What you will do ▸
List each line in the entries below that contains the word "outline".

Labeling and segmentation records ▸
<<<<

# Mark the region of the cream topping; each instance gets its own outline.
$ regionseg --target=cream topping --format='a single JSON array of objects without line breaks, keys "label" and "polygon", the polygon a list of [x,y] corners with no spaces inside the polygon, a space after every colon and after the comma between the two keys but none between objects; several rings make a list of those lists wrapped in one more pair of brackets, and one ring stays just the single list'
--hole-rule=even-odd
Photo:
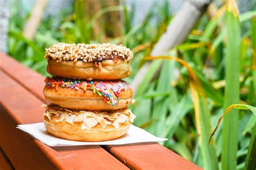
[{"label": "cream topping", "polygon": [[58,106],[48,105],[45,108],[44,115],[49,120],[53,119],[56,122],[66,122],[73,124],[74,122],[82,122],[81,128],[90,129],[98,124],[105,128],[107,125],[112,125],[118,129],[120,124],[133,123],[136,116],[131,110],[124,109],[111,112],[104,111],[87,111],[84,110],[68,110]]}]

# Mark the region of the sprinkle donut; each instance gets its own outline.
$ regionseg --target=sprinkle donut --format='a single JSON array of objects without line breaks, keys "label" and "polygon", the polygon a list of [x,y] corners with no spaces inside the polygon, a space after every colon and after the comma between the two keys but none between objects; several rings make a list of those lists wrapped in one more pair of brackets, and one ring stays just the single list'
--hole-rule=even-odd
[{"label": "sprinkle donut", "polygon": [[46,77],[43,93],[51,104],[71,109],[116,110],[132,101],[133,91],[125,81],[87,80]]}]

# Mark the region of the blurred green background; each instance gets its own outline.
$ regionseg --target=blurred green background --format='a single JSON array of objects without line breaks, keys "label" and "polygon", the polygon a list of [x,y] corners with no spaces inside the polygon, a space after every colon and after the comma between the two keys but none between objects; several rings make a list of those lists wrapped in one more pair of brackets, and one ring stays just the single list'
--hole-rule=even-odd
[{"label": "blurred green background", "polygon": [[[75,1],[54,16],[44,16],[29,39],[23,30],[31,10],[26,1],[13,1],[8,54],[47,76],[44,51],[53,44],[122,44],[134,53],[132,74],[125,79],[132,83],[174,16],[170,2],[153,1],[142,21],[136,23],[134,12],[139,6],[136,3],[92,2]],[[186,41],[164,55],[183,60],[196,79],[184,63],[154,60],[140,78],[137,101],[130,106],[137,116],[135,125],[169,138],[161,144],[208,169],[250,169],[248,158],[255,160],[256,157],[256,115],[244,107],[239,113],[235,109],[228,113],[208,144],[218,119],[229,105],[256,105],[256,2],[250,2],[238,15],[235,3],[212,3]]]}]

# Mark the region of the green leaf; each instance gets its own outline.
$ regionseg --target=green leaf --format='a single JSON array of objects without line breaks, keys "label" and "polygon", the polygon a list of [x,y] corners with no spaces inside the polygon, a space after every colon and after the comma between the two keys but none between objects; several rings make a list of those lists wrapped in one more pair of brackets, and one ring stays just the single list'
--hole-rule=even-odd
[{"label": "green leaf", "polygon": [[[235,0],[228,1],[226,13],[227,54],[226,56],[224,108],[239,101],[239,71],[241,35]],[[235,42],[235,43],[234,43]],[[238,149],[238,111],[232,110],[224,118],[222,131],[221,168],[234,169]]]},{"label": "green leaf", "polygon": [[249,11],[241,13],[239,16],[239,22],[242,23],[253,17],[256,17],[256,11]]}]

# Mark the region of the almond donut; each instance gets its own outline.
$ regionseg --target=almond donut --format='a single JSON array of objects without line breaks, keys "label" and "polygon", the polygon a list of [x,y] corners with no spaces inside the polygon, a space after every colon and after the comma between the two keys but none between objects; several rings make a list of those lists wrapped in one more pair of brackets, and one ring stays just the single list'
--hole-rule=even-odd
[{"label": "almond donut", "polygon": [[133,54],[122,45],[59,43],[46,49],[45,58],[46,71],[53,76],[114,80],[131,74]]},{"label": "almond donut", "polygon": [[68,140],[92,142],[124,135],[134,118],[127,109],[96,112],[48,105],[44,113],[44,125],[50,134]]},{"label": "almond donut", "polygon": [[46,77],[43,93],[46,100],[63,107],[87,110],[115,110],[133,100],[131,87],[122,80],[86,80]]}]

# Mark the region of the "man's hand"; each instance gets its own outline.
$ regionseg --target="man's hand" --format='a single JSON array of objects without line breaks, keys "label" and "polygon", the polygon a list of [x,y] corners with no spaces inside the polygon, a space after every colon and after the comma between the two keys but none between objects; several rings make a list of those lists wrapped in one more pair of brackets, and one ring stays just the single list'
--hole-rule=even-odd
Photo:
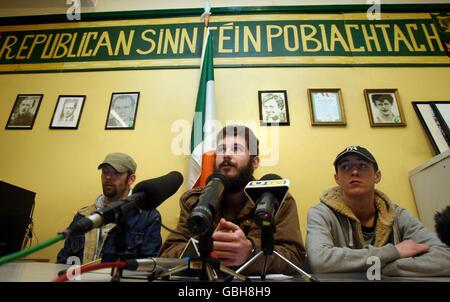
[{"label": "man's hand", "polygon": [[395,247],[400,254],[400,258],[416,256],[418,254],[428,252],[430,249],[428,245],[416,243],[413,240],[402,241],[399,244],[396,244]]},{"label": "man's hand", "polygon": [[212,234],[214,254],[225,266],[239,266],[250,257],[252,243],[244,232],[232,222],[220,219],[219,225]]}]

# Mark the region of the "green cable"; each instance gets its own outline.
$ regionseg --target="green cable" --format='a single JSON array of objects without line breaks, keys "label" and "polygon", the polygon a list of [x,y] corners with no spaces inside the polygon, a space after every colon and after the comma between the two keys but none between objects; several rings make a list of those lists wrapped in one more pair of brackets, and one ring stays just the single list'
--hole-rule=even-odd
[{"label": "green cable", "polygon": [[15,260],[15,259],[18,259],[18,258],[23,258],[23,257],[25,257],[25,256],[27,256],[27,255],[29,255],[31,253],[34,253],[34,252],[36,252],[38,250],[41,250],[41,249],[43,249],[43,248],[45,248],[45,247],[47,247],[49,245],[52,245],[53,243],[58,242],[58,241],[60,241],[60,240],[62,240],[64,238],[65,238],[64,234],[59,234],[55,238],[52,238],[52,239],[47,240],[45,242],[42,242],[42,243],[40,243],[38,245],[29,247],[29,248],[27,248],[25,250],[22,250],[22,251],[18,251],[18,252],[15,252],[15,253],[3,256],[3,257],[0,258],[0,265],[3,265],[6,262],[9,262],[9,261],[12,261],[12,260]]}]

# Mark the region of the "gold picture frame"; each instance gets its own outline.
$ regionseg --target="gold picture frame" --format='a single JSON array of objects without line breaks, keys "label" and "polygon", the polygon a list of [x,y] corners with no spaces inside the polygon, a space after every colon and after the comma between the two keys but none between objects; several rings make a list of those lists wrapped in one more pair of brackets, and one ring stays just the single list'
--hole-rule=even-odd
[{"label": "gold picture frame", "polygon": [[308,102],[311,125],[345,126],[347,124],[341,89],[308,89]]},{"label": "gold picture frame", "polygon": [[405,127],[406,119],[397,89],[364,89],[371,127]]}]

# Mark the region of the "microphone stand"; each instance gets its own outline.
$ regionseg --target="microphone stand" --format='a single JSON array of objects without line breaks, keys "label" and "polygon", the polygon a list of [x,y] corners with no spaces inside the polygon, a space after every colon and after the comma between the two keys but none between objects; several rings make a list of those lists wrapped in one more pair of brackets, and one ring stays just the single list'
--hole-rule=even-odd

>>>>

Result of the exercise ▸
# Mark the region of the cream topping; each instance gets its own outline.
# Mark the region of the sprinkle donut; each instance gets its own outline.
# Mark the region of the blurred green background; each instance gets its own outline.
# Mark the region of the green leaf; each instance gets its own outline.
# Mark the region of the almond donut; each instance gets its own outline.
# Mark the region of the "man's hand"; each instance gets its own outline.
# Mark the region of the "green cable"; each instance gets its own outline.
# Mark the region of the "gold picture frame"; each instance gets its own outline.
# Mark the region of the "microphone stand"; each instance gets its own outline.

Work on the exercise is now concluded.